↓

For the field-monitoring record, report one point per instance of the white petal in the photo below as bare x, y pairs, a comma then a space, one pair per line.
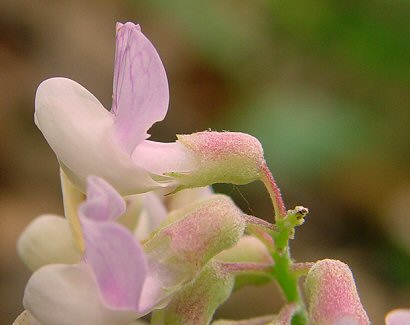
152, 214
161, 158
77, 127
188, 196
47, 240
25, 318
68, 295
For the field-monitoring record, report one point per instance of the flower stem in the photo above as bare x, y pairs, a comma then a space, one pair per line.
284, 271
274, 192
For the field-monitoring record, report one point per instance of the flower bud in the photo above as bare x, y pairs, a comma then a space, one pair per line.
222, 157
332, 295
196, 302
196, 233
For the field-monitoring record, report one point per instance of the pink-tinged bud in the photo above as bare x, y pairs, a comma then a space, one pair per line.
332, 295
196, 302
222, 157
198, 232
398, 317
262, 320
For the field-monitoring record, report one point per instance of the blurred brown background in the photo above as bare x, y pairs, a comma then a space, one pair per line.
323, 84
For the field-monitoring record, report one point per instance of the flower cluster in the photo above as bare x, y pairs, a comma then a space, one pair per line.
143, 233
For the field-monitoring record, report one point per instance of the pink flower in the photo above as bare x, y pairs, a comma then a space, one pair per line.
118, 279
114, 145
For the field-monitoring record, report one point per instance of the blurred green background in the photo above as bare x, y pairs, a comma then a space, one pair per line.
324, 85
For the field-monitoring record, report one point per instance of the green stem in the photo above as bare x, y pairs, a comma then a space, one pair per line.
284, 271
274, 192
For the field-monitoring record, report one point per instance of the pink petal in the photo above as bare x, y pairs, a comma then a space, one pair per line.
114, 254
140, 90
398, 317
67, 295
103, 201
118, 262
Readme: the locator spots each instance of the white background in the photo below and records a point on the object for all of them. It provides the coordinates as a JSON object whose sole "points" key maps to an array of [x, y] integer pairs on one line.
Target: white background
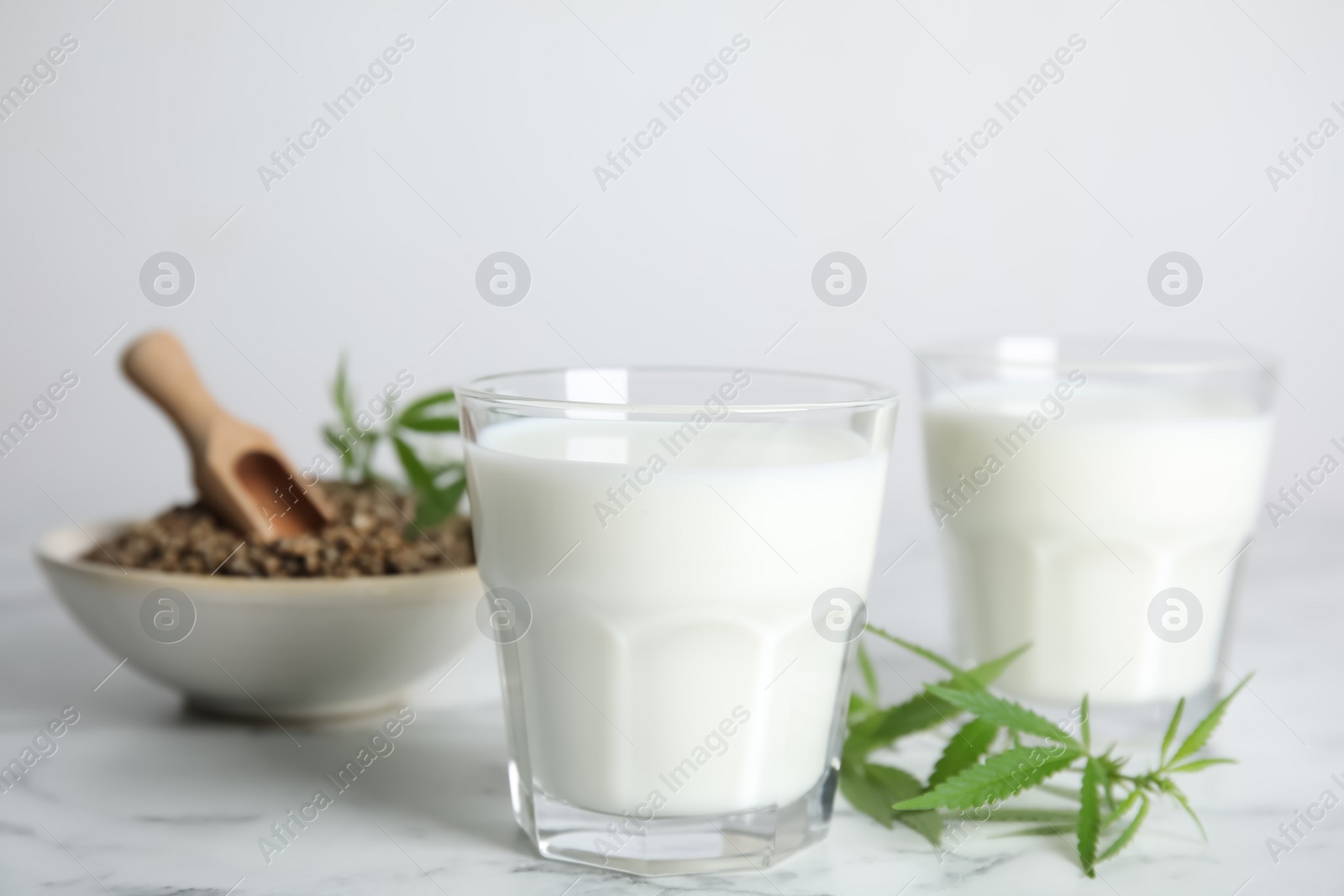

↑
↓

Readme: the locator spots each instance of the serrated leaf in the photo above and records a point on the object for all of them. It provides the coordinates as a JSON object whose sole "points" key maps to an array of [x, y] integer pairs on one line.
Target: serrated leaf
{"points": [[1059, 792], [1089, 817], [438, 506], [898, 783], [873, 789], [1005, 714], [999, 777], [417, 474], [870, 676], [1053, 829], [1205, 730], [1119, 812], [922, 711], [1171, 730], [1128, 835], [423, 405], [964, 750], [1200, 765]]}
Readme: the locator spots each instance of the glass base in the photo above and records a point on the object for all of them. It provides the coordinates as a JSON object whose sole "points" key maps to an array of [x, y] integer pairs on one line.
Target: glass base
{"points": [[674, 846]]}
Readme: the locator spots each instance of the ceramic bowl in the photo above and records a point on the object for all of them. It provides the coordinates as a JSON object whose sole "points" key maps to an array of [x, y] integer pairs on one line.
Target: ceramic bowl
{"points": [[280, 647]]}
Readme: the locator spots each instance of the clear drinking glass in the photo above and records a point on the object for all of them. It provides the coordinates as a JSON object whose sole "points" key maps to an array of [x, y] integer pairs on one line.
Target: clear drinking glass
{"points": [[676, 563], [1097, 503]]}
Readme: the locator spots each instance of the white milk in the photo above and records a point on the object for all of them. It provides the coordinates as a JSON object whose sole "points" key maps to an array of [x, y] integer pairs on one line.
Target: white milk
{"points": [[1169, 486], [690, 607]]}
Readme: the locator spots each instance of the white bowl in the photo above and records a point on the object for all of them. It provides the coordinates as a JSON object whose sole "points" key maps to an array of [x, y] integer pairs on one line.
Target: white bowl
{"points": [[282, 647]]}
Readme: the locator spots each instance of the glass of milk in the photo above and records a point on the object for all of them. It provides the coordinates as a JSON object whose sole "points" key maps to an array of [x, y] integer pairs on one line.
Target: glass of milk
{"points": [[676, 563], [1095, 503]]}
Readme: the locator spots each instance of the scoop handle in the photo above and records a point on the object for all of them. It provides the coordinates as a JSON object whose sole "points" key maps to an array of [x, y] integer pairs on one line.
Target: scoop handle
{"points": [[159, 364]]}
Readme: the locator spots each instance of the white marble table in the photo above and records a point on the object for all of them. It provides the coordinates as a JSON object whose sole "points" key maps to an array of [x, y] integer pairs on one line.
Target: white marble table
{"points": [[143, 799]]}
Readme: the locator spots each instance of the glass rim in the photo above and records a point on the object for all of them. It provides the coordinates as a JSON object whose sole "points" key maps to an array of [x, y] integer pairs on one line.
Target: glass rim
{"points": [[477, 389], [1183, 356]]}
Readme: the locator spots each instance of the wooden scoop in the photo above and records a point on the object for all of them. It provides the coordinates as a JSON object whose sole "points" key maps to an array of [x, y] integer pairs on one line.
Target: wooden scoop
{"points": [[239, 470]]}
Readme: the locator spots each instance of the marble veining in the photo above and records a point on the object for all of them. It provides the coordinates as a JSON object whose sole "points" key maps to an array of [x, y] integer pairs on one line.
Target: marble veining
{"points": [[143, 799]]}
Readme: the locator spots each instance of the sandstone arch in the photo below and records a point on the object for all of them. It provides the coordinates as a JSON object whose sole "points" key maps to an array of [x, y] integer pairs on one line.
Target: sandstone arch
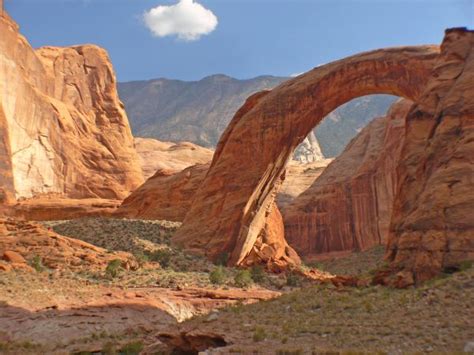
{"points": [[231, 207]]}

↑
↓

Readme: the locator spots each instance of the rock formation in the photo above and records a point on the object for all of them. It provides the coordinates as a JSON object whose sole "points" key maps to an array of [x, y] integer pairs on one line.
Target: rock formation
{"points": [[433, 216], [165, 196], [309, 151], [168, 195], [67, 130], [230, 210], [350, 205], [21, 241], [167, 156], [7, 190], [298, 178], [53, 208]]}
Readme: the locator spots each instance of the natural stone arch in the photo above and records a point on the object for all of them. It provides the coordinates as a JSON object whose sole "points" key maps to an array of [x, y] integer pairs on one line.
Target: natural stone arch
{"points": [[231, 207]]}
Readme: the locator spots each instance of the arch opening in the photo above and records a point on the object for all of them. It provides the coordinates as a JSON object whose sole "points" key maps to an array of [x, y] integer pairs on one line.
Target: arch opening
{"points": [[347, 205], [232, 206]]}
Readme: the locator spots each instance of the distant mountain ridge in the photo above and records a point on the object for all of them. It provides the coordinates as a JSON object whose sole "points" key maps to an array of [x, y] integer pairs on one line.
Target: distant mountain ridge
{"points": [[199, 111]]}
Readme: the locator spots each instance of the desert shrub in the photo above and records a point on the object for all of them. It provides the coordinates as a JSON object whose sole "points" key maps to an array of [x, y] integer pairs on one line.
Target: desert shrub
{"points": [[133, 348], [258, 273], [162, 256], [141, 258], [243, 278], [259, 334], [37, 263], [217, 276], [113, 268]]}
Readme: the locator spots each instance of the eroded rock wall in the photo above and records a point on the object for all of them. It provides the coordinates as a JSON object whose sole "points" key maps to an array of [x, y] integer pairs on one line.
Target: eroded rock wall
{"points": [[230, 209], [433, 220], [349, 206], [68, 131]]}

↑

REQUIREMENT = From the records above, extract exactly and only the lines that begin at the line with "the pink petal" and stop after the line with "Target: white background".

EXERCISE SOLUTION =
For the field-monitoring record, report one point per instance of the pink petal in the photo above as bare x, y pairs, a comma then a space, one pair per line.
114, 254
140, 90
398, 317
67, 295
103, 201
118, 262
Readme: the locator spots each instance of the white background in the photo below and records a point on the object for all of them. It provides the coordinates as a JSON object whose sole "points" key maps to an array of [x, y] integer pairs on one line.
Target: white background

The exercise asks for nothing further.